INSTRUCTIONS FOR THE TASK – When scanning the data, count every line with "paved" in it, and report only the resulting number.

Referring expression pointing data
⟨
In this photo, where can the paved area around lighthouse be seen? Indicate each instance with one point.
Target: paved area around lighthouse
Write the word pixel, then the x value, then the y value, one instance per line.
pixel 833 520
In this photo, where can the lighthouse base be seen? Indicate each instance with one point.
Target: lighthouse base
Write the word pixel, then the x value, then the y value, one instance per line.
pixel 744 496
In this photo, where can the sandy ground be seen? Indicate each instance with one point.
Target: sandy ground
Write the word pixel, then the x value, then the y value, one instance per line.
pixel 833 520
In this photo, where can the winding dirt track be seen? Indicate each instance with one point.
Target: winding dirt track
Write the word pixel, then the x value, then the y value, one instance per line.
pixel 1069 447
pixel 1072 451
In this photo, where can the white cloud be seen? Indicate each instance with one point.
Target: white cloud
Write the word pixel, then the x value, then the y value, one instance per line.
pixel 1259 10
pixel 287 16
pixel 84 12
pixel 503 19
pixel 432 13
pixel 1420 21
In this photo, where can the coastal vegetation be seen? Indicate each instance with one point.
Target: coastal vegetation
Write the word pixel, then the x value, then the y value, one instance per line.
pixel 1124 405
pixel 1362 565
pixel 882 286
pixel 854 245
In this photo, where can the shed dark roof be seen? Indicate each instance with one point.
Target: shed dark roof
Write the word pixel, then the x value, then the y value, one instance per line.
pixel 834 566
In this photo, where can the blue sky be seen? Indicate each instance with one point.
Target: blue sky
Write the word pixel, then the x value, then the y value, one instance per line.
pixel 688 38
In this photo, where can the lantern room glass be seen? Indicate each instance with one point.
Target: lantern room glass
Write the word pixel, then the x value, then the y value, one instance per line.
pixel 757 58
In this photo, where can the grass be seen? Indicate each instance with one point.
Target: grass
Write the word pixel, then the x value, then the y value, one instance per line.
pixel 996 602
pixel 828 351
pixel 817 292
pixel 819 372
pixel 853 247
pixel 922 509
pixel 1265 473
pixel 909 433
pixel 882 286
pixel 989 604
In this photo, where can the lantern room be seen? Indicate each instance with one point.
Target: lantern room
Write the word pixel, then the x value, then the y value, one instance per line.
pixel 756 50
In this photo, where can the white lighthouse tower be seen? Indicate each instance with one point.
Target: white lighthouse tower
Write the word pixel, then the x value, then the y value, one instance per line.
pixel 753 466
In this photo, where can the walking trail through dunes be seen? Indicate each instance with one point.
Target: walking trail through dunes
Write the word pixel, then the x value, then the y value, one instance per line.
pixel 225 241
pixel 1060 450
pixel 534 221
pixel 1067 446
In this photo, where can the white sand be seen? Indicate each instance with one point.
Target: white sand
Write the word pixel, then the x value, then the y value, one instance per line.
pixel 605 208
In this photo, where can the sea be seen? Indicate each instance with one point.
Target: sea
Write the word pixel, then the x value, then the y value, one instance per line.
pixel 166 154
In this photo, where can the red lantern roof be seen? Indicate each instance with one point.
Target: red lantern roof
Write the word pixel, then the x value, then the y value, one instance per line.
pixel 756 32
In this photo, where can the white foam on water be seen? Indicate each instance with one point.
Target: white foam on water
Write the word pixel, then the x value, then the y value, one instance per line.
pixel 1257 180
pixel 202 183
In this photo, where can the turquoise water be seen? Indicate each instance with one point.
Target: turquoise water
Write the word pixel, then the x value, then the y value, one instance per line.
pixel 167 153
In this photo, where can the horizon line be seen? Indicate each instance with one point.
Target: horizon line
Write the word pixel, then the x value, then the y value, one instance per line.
⟩
COMPLETED TASK – 2